BRIEF >> Which lines in the records below contain the string "blue"? Identify each one and copy it in full, treating uppercase and lowercase as different.

Labeled area outlines

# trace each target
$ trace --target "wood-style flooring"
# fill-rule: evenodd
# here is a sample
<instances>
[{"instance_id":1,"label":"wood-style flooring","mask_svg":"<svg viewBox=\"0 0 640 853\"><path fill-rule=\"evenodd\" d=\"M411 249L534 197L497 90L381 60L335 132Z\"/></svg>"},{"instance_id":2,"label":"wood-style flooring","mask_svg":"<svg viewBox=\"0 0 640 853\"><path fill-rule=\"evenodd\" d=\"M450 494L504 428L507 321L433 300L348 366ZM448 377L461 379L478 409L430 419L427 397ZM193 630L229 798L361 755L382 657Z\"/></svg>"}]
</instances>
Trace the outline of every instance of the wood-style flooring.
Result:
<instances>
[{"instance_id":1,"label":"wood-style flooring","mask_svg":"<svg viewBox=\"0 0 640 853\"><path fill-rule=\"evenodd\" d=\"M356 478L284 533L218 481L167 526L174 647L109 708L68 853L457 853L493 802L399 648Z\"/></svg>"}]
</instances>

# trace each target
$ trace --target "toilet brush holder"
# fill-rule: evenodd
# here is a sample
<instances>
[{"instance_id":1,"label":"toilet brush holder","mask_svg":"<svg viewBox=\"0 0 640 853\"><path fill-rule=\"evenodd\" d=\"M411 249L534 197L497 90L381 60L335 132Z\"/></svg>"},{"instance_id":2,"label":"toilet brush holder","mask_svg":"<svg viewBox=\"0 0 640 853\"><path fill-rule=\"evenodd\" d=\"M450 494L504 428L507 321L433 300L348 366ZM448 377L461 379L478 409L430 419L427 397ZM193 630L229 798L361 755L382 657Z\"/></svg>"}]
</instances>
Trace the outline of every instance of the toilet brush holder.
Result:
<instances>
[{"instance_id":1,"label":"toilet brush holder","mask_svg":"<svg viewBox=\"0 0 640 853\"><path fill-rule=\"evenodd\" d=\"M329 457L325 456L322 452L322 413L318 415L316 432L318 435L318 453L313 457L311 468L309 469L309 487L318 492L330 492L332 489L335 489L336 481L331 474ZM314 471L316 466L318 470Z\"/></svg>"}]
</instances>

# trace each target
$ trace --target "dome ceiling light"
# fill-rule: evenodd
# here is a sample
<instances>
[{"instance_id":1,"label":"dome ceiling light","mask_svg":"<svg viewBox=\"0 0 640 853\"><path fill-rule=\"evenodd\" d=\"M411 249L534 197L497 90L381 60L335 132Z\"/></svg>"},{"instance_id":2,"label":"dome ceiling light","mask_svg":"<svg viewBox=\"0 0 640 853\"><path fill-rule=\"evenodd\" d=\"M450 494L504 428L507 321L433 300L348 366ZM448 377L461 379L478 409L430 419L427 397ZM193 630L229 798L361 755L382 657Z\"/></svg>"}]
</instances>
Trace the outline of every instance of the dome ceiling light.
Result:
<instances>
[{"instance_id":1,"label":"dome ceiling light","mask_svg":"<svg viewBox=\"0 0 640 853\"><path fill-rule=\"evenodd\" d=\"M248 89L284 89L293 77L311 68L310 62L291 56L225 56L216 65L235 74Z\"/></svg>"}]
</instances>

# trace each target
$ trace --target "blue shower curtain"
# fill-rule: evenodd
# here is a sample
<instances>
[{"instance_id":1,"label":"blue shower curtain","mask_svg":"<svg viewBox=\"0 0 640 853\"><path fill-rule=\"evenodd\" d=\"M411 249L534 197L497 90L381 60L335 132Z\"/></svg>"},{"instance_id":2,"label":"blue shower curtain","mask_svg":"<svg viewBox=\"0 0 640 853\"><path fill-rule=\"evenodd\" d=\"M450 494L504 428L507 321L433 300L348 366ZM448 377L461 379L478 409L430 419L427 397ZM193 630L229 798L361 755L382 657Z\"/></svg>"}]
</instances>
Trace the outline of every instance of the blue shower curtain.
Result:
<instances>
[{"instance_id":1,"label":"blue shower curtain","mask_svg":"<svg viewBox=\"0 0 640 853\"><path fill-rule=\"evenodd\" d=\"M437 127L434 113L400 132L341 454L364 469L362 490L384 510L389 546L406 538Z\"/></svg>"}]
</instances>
==
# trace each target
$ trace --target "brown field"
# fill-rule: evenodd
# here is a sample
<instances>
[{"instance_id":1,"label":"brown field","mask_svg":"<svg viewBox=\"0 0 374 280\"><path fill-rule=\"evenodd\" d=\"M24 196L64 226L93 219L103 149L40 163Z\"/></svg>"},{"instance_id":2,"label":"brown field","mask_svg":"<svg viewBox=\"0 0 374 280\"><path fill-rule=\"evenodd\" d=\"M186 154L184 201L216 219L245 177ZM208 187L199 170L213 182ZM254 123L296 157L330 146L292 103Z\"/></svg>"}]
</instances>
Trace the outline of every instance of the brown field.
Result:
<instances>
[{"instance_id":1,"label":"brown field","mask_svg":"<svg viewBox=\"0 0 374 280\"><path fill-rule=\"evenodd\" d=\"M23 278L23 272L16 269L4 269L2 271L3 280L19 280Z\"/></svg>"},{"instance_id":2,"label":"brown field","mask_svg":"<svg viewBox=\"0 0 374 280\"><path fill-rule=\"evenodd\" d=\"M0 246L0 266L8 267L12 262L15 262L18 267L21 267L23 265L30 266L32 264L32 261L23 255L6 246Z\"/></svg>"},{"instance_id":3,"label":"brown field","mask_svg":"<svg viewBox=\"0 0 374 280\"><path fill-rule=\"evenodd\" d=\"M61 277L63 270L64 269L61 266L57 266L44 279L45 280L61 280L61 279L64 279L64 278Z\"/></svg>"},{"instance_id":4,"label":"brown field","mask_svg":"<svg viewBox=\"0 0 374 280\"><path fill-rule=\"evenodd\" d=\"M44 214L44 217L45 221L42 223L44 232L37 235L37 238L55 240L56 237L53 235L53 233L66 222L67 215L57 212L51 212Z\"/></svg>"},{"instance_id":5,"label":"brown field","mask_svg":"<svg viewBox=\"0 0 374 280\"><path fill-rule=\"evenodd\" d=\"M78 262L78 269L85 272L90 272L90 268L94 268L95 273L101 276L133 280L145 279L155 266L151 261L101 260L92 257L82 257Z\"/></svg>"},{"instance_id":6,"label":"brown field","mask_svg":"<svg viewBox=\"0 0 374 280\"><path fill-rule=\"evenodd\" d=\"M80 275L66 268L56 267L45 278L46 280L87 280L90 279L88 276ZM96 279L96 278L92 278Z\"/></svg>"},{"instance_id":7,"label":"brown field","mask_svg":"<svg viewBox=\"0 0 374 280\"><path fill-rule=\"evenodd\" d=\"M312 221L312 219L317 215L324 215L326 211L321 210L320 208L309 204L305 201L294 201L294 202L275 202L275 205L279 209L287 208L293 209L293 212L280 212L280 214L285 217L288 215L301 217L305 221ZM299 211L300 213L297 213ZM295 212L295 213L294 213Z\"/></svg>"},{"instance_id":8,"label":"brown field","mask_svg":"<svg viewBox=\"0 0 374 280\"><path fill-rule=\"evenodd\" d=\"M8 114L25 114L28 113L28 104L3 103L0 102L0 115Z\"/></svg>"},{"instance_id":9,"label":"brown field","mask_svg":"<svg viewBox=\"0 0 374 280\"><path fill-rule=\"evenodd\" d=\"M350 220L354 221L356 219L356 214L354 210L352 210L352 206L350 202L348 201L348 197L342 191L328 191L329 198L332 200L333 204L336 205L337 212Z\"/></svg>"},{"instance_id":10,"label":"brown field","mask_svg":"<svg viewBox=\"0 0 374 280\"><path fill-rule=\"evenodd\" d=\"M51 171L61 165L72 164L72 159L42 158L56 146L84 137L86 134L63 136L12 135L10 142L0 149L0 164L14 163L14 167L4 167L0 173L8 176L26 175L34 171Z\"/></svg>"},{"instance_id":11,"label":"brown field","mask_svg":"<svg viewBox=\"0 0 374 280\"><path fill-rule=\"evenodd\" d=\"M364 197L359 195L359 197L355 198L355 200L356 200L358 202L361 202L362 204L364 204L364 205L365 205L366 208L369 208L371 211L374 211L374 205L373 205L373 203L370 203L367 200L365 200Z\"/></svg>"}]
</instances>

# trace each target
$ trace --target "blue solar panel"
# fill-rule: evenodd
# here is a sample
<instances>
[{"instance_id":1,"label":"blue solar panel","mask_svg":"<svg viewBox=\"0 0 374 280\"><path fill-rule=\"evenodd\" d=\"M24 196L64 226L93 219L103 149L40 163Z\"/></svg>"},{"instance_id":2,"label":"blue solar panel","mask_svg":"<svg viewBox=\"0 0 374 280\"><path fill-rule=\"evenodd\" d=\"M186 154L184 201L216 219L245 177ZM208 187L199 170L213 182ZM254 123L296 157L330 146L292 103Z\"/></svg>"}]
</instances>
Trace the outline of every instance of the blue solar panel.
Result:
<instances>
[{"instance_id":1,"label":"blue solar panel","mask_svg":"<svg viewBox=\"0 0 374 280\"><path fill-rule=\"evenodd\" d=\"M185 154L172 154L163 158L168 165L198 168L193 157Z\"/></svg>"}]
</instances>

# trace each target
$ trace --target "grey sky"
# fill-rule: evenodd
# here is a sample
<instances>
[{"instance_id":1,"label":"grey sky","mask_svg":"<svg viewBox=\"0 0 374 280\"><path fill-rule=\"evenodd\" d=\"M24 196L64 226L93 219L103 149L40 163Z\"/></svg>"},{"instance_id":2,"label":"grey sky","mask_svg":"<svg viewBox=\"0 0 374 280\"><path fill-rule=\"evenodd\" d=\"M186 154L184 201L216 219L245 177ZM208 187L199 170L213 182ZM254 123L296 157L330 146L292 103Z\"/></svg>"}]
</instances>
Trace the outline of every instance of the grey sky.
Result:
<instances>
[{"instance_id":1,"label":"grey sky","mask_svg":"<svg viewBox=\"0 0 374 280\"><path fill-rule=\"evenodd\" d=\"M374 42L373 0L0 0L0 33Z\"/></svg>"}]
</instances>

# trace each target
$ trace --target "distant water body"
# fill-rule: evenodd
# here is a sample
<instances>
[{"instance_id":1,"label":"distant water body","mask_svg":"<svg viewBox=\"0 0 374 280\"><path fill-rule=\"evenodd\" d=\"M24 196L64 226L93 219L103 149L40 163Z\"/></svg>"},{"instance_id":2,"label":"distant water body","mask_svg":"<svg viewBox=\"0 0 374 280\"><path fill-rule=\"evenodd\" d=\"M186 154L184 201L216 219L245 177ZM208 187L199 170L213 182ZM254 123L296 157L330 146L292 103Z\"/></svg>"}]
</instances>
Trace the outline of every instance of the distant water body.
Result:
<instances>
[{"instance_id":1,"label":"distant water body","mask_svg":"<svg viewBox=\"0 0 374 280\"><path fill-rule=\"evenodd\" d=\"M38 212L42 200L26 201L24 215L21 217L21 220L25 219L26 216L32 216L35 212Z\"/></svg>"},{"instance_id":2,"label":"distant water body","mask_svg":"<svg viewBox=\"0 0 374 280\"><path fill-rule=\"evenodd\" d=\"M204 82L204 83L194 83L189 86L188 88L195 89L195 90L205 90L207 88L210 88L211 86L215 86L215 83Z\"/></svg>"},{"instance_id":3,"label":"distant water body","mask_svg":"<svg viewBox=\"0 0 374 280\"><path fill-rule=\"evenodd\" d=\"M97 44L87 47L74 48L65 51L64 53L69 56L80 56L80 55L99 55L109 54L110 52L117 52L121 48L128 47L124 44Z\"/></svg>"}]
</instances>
==
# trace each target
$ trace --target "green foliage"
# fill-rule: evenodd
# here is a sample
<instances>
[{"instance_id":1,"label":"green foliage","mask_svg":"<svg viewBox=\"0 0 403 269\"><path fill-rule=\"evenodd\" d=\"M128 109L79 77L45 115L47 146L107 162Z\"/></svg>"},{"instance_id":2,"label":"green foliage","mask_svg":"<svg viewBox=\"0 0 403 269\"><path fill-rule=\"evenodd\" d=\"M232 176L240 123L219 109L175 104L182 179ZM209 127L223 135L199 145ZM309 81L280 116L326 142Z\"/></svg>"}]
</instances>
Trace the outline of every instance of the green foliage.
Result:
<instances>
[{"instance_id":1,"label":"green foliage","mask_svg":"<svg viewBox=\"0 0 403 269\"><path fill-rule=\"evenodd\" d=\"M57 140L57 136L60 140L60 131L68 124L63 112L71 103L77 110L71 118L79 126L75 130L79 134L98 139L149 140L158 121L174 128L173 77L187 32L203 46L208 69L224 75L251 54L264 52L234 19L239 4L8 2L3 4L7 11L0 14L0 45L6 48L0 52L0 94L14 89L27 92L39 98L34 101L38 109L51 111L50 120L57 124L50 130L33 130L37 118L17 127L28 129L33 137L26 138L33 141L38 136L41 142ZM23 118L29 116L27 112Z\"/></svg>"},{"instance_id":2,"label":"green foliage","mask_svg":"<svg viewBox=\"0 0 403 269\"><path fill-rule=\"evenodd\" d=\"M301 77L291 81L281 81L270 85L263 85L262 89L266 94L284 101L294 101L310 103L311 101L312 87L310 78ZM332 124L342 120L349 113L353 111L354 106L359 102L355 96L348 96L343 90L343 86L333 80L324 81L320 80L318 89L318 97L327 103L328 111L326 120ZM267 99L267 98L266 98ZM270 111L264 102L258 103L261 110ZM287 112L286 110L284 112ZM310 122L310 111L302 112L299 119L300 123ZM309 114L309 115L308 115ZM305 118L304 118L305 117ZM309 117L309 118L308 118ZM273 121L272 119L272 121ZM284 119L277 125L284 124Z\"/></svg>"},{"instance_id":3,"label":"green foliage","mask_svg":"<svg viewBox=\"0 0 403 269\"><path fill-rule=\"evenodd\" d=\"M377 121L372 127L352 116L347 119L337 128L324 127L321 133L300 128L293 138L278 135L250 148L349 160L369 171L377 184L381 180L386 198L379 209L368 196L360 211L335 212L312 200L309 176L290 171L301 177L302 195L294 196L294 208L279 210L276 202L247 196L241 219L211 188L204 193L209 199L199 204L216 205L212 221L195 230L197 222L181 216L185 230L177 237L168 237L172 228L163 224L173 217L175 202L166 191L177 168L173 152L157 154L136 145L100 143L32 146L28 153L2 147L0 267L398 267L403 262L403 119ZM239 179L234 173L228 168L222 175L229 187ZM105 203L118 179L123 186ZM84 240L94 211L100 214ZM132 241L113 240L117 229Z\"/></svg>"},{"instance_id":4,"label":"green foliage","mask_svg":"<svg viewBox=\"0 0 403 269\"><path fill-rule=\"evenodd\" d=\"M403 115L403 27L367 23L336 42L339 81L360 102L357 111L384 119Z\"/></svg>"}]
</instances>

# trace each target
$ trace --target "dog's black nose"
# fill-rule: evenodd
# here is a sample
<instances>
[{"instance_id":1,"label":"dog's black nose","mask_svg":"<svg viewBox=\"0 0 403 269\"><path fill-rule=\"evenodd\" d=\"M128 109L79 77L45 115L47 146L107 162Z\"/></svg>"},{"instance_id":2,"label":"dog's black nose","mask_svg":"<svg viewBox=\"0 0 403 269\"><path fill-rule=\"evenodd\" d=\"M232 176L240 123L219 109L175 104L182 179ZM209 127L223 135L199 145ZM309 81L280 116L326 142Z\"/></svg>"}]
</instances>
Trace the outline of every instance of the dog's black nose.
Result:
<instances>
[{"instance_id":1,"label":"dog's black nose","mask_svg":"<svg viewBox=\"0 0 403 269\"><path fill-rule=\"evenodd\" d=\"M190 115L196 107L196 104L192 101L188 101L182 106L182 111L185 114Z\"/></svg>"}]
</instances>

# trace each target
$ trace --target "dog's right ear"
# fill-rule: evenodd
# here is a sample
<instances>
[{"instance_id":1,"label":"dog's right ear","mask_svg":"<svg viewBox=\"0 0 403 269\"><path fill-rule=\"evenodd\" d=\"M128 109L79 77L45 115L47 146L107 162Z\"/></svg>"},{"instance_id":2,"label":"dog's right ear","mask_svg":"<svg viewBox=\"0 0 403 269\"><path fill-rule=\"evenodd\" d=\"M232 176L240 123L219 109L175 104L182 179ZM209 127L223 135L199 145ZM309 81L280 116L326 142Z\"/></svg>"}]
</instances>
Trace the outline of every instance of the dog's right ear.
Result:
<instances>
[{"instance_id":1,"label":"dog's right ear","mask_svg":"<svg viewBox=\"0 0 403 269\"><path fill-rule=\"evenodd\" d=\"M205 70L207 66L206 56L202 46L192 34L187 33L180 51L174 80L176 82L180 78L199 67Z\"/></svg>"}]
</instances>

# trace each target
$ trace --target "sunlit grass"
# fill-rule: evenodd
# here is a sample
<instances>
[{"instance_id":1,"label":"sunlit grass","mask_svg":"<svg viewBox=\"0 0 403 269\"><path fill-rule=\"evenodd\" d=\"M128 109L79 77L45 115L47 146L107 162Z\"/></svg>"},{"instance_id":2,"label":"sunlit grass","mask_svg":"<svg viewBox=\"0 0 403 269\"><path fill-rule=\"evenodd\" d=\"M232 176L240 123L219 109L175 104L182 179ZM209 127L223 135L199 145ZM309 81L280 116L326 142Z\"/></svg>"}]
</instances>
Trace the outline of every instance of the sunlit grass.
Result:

RESULT FOR THIS EXERCISE >>
$ trace --target "blue shower curtain"
[{"instance_id":1,"label":"blue shower curtain","mask_svg":"<svg viewBox=\"0 0 640 853\"><path fill-rule=\"evenodd\" d=\"M411 249L534 197L497 90L381 60L335 132Z\"/></svg>"},{"instance_id":2,"label":"blue shower curtain","mask_svg":"<svg viewBox=\"0 0 640 853\"><path fill-rule=\"evenodd\" d=\"M450 494L504 428L507 321L433 300L348 366ZM448 377L461 379L478 409L430 419L427 397ZM193 630L229 798L361 755L382 657Z\"/></svg>"}]
Trace the outline of every instance of the blue shower curtain.
[{"instance_id":1,"label":"blue shower curtain","mask_svg":"<svg viewBox=\"0 0 640 853\"><path fill-rule=\"evenodd\" d=\"M437 127L434 113L400 132L341 454L364 469L362 490L384 510L389 546L406 538Z\"/></svg>"}]
$ trace --target "blue solar panel"
[{"instance_id":1,"label":"blue solar panel","mask_svg":"<svg viewBox=\"0 0 374 280\"><path fill-rule=\"evenodd\" d=\"M24 196L64 226L93 219L103 149L40 163Z\"/></svg>"},{"instance_id":2,"label":"blue solar panel","mask_svg":"<svg viewBox=\"0 0 374 280\"><path fill-rule=\"evenodd\" d=\"M186 154L184 201L216 219L245 177ZM208 187L199 170L213 182ZM254 123L296 157L330 146L292 103Z\"/></svg>"}]
Trace the outline of every instance of the blue solar panel.
[{"instance_id":1,"label":"blue solar panel","mask_svg":"<svg viewBox=\"0 0 374 280\"><path fill-rule=\"evenodd\" d=\"M185 154L172 154L163 158L168 165L198 168L193 157Z\"/></svg>"}]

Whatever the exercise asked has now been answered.